--- Begin THE RECORDS ---

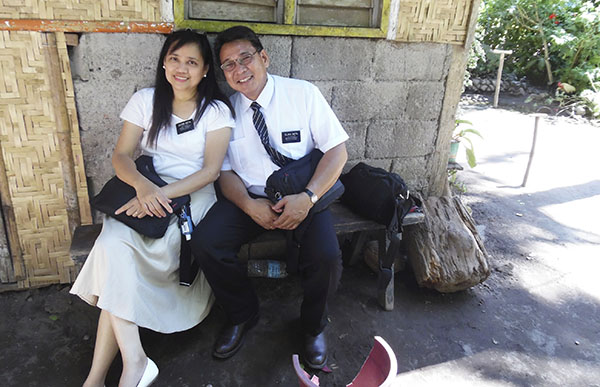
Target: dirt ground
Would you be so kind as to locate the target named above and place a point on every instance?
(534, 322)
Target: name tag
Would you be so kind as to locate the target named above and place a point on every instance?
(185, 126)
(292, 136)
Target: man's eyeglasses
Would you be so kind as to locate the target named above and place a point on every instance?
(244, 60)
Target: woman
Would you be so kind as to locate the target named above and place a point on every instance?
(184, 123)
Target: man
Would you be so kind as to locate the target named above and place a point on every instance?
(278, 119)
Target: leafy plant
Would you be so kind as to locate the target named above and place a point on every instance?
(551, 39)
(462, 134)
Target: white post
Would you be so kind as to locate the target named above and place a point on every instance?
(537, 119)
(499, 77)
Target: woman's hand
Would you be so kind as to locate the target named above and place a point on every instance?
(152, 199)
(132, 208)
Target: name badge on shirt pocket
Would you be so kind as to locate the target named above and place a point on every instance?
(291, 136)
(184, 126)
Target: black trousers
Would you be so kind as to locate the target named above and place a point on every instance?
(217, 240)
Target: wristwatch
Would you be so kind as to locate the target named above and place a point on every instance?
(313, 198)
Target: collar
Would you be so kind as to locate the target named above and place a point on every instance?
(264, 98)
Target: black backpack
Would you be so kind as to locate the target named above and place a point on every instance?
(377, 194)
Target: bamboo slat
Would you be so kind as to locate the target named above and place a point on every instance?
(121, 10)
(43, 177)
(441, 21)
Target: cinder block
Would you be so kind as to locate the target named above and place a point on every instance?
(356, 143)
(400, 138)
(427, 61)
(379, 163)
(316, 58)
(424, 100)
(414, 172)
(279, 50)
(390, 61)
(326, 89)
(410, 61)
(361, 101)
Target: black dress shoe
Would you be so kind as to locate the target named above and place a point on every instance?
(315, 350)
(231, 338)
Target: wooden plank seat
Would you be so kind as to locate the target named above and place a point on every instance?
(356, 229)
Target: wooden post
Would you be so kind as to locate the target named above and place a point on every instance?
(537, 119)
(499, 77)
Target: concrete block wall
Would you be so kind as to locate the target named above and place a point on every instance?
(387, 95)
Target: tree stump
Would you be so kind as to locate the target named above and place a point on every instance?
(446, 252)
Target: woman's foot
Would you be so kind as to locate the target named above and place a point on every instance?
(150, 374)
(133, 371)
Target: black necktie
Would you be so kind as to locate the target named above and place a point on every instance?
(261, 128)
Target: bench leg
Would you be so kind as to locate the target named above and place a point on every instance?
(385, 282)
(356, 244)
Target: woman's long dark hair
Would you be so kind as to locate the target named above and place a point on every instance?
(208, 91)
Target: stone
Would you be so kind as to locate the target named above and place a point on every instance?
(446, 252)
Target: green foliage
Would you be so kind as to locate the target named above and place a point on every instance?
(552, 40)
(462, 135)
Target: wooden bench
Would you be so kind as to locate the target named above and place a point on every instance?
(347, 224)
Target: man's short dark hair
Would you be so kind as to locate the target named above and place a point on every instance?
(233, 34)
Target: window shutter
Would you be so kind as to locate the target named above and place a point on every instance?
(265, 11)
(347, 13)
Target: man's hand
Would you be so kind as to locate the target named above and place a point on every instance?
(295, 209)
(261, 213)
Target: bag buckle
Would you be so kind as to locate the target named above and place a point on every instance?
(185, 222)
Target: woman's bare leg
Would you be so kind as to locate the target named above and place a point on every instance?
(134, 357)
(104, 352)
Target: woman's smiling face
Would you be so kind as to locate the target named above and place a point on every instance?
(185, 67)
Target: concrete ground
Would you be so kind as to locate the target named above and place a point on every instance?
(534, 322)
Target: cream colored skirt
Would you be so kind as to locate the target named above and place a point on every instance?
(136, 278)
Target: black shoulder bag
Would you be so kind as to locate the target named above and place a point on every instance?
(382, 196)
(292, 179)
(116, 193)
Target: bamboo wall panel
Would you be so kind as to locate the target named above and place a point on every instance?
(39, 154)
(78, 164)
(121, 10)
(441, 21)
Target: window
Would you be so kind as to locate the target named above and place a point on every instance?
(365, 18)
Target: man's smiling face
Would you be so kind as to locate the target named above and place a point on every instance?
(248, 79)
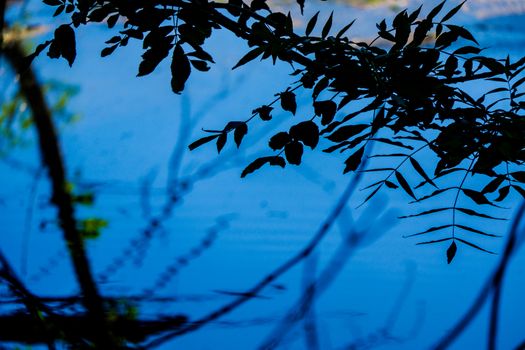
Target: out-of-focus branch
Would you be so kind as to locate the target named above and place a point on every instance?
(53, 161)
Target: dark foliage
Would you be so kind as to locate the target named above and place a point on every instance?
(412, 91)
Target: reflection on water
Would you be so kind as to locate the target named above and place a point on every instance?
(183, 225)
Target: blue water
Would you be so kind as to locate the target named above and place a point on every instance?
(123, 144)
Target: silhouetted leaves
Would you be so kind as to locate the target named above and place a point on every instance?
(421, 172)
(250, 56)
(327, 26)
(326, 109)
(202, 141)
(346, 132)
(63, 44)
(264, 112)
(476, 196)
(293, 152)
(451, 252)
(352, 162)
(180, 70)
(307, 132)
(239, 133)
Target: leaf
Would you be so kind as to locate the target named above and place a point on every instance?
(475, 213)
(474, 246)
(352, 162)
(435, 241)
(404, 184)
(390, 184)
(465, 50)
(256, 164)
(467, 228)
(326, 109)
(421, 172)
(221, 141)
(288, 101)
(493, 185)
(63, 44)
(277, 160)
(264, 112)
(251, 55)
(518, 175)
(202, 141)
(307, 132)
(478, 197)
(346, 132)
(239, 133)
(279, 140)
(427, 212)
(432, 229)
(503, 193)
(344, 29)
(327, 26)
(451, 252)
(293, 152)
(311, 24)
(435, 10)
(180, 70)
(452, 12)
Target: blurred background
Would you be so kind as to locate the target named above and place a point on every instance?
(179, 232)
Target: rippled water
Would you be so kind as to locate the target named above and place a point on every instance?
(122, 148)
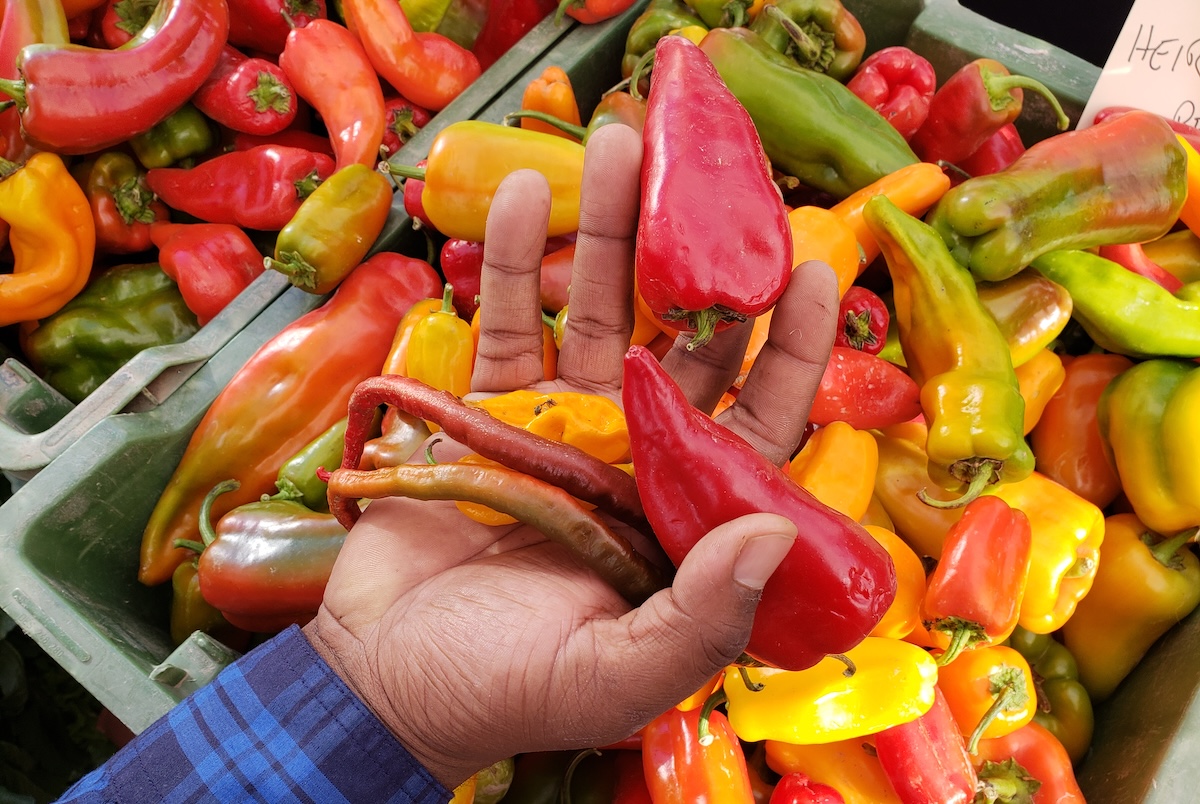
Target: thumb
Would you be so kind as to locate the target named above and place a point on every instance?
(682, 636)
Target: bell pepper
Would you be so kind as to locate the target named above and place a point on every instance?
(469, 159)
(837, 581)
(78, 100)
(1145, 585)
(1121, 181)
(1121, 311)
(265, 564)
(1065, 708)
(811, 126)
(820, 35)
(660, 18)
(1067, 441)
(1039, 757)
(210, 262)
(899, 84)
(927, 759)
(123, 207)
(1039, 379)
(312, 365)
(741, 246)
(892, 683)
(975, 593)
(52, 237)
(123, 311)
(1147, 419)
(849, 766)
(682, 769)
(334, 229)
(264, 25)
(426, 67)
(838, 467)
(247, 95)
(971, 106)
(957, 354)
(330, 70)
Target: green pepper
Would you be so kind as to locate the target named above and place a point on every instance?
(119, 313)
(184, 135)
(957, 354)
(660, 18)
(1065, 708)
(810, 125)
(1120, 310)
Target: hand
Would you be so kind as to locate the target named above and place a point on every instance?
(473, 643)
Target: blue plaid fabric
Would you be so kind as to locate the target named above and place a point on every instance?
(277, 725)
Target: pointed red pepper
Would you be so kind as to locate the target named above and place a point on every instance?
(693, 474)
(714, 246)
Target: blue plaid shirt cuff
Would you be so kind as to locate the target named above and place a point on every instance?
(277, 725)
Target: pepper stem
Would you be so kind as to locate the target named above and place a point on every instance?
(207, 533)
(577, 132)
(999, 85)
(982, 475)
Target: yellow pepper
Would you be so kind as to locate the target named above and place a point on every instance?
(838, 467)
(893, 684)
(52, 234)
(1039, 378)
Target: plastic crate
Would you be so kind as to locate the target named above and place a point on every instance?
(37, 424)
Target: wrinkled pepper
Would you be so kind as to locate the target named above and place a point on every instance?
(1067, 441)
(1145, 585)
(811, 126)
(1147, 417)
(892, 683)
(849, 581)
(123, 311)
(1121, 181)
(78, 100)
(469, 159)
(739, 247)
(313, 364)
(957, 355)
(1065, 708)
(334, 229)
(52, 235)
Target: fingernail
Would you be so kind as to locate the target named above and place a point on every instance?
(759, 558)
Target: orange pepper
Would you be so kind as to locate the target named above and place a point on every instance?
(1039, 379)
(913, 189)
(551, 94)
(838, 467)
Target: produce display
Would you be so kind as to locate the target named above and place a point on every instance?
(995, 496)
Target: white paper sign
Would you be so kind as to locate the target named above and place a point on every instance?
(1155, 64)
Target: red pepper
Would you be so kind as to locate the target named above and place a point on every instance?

--- End THE RECORDS ---
--- Begin THE RECORDS ---

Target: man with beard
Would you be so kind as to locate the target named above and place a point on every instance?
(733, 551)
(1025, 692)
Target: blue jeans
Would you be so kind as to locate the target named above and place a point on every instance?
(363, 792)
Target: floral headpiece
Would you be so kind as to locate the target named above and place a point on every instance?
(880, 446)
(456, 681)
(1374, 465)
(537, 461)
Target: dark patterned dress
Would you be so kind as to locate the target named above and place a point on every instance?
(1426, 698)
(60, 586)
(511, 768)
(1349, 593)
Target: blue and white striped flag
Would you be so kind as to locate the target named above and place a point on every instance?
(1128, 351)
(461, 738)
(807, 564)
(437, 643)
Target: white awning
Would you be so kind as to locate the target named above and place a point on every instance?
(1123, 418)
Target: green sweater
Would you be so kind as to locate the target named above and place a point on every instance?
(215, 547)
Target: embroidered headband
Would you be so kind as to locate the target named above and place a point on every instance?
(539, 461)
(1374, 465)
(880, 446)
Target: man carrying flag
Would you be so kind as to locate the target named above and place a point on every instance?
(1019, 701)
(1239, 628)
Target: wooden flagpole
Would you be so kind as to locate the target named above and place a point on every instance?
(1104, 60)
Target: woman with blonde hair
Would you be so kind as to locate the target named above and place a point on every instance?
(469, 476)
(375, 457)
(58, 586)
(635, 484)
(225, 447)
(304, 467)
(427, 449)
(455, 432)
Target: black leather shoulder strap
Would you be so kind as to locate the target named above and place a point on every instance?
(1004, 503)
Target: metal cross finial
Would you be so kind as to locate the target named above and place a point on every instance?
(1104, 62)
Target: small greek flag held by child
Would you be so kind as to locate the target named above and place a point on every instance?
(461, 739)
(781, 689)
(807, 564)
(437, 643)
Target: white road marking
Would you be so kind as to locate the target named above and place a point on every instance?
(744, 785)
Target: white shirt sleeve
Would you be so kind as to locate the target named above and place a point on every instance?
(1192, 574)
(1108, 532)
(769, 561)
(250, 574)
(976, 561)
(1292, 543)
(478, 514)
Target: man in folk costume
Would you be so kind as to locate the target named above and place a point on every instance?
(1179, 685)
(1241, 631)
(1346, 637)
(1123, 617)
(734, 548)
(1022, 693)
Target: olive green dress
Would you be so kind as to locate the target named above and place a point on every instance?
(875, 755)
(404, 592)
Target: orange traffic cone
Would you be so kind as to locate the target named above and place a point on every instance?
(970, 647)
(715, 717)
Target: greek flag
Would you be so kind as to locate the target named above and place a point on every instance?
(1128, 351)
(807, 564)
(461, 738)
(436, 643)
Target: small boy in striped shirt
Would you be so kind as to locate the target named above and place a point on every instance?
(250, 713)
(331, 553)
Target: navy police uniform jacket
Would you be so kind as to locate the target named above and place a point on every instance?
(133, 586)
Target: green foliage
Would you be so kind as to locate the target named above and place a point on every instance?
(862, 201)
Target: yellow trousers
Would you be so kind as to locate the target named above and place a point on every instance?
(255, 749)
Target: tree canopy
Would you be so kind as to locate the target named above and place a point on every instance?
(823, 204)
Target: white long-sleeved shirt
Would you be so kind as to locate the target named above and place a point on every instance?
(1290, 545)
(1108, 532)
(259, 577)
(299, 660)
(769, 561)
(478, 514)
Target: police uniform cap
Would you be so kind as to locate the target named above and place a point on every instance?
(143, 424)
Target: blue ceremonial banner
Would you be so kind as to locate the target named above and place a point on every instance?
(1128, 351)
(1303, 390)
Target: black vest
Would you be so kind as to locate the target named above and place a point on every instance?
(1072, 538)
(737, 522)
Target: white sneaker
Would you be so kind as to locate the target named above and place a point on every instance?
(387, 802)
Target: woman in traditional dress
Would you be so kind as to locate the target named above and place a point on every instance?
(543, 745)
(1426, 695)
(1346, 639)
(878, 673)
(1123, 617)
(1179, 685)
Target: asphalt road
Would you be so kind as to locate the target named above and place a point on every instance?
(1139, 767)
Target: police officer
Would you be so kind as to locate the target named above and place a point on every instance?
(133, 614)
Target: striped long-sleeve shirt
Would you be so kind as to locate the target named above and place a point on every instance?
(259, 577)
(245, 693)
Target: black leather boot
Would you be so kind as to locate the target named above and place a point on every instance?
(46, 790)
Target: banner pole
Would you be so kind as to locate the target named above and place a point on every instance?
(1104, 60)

--- End THE RECORDS ---

▶ [TASK BRIEF]: Copy every line of the records above that contains the string "green". Case counts.

▶ [TASK OUTPUT]:
Target: green foliage
Target: green pepper
Target: green sweater
Target: olive green dress
Target: green foliage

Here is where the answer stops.